Brief:
Extend the court opinion on Detroit school desegregation given below, starting right after its final sentence.

Extracted text:
────────────────────
The record before us, voluminous as it is, contains evidence of de jure segregated conditions only in the Detroit schools; indeed, that was the theory on which the litigation was initially based and on which the District Court took evidence. With no showing of significant violation by the 53 outlying school districts and no evidence of any interdistrict violation or effect, the court went beyond the original theory of the case as framed by the pleadings and mandated a metropolitan area remedy. To approve the remedy ordered by the court would impose on the outlying districts, not shown to have committed any constitutional violation, a wholly impermissible remedy based on a standard not hinted at in Brown I and II or any holding of this Court. . . .

Petitioners have urged that they were denied due process by the manner in which the District Court limited their participation after intervention was allowed, thus precluding adequate opportunity to present evidence that they had committed no acts having a segregative effect in Detroit. In light of our holding that, absent an interdistrict violation, there is no basis for an interdistrict remedy, we need not reach these claims. It is clear, however, that the District Court, with the approval of the Court of Appeals, has provided an interdistrict remedy in the face of a record which shows no constitutional violations that would call for equitable relief except within the city of Detroit. In these circumstances there was no occasion for the parties to address, or for the District Court to consider whether there were racially discriminatory acts for which any of the 53 outlying districts were responsible and which had direct and significant segregative effect on schools of more than one district.

We conclude that the relief ordered by the District Court and affirmed by the Court of Appeals was based upon an erroneous standard and was unsupported by record evidence that acts of the outlying districts effected the discrimination found to exist in the schools of Detroit. Accordingly, the judgment of the Court of Appeals is reversed and the case is remanded for further proceedings consistent with this opinion leading to prompt formulation of a decree directed to eliminating the segregation found to exist in Detroit city schools, a remedy which has been delayed since 1970.

Mr. Justice MARSHALL, with whom Mr. Justice DOUGLAS, Mr. Justice BRENNAN, and Mr. Justice WHITE join, dissenting.

In Brown v. Board of Education, this Court held that segregation of children in public schools on the basis of race deprives minority group children of equal educational opportunities and therefore denies them the equal protection of the laws under the Fourteenth Amendment. This Court recognized then that remedying decades of segregation in public education would not be an easy task. Subsequent events, unfortunately, have seen that prediction bear bitter fruit. But however imbedded old ways, however ingrained old prejudices, this Court has not been diverted from its appointed task of making “a living truth” of our constitutional ideal of equal justice under law.
────────────────────
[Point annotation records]

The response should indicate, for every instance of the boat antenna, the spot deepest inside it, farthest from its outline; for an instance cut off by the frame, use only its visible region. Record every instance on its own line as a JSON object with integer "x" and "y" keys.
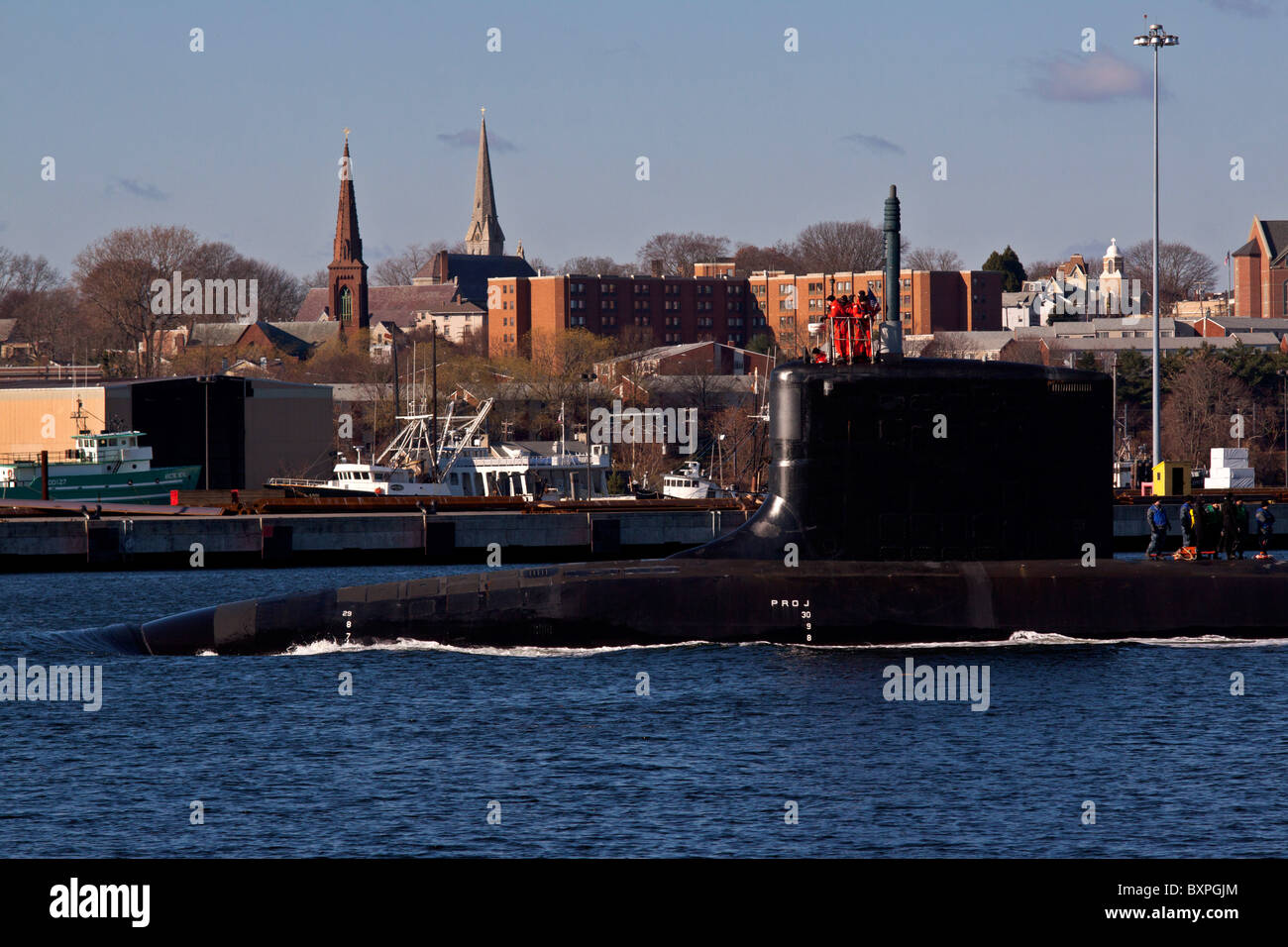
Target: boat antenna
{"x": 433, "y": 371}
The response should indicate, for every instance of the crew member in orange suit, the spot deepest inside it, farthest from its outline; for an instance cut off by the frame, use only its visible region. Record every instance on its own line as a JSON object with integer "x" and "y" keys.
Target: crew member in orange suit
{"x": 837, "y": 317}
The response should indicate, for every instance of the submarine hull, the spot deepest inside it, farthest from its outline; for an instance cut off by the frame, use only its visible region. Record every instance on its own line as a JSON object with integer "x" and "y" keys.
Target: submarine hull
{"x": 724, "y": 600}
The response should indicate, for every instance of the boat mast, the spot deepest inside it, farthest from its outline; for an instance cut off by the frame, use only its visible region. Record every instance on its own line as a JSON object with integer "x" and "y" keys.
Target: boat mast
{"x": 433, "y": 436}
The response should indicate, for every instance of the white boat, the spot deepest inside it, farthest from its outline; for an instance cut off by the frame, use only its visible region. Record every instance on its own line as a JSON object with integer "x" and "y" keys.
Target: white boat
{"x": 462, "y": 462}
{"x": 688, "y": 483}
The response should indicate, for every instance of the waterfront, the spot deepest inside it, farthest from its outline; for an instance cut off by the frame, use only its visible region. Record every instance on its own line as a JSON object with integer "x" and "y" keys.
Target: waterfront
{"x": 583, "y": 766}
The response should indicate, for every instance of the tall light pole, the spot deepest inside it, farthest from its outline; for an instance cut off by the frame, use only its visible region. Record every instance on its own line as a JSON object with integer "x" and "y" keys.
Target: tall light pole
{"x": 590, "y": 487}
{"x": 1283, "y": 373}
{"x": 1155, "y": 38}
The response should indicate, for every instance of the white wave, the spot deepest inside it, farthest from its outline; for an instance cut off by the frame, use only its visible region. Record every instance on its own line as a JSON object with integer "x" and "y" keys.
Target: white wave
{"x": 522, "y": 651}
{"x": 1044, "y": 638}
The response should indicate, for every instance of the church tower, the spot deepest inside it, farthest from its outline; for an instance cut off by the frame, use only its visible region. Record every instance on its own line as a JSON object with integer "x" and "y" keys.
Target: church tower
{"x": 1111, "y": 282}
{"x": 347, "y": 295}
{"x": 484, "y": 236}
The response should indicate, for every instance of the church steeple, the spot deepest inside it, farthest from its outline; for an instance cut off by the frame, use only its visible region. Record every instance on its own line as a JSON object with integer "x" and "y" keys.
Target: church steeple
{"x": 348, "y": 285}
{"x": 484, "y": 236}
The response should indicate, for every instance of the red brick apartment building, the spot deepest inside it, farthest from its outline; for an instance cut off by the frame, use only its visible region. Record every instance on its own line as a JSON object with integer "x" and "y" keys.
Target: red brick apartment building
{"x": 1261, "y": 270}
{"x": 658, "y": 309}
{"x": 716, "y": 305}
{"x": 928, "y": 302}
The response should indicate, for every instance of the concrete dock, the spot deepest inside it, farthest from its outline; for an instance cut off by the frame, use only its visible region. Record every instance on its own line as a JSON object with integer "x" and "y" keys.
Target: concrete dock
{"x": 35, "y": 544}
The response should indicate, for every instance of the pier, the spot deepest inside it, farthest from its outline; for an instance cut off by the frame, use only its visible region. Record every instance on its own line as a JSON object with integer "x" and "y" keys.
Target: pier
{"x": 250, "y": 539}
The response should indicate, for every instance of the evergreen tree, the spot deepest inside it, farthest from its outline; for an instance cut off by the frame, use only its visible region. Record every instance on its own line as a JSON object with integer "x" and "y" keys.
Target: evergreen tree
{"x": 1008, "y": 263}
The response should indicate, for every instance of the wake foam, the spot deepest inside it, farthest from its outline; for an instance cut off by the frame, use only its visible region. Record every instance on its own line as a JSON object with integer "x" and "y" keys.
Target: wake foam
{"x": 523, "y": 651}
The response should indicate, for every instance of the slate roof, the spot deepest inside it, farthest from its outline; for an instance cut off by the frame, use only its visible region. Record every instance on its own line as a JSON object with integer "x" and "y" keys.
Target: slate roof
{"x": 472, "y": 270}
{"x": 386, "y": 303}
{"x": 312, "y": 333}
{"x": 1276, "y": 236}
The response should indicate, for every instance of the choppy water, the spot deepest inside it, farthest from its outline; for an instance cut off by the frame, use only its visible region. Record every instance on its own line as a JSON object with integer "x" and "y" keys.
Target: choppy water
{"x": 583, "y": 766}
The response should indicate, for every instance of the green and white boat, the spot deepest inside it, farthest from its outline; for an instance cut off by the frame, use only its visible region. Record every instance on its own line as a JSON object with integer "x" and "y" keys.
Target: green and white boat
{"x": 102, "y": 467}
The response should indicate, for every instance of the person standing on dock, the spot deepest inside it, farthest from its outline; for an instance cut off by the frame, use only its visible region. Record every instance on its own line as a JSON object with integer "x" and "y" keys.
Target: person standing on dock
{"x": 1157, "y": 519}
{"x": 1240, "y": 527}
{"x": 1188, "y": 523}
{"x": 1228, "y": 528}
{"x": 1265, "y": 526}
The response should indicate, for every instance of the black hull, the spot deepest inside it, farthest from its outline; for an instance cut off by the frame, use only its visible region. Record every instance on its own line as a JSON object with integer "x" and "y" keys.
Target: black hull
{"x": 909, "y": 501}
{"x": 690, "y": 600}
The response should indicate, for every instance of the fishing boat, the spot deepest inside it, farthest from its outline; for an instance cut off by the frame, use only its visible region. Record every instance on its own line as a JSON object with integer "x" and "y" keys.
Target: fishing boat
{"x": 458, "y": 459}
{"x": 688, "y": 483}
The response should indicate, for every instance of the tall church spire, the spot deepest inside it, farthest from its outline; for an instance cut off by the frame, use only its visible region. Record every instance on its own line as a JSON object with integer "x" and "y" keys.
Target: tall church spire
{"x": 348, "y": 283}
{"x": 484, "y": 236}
────────────────────
Answer to the exercise:
After 20 years of small, often difficult steps toward that great end, the Court today takes a giant step backwards. Notwithstanding a record showing widespread and pervasive racial segregation in the educational system provided by the State of Michigan for children in Detroit, this Court holds that the District Court was powerless to require the State to remedy its constitutional violation in any meaningful fashion. Ironically purporting to base its result on the principle that the scope of the remedy in a desegregation case should be determined by the nature and the extent of the constitutional violation, the Court’s answer is to provide no remedy at all for the violation proved in this case, thereby guaranteeing that Negro children in Detroit will receive the same separate and inherently unequal education in the future as they have been unconstitutionally afforded in the past.

I cannot subscribe to this emasculation of our constitutional guarantee of equal protection of the laws and must respectfully dissent. Our precedents, in my view, firmly establish that where, as here, state-imposed segregation has been demonstrated, it becomes the duty of the State to eliminate root and branch all vestiges of racial discrimination and to achieve the greatest possible degree of actual desegregation. I agree with both the District Court and the Court of Appeals that, under the facts of this case, this duty cannot be fulfilled unless the State of Michigan involves outlying metropolitan area school districts in its desegregation remedy. Furthermore, I perceive no basis either in law or in the practicalities of the situation justifying the State’s interposition of school district boundaries as absolute barriers to the implementation of an effective desegregation remedy. Under established and frequently used Michigan procedures, school district lines are both flexible and permeable for a wide variety of purposes, and there is no reason why they must now stand in the way of meaningful desegregation relief.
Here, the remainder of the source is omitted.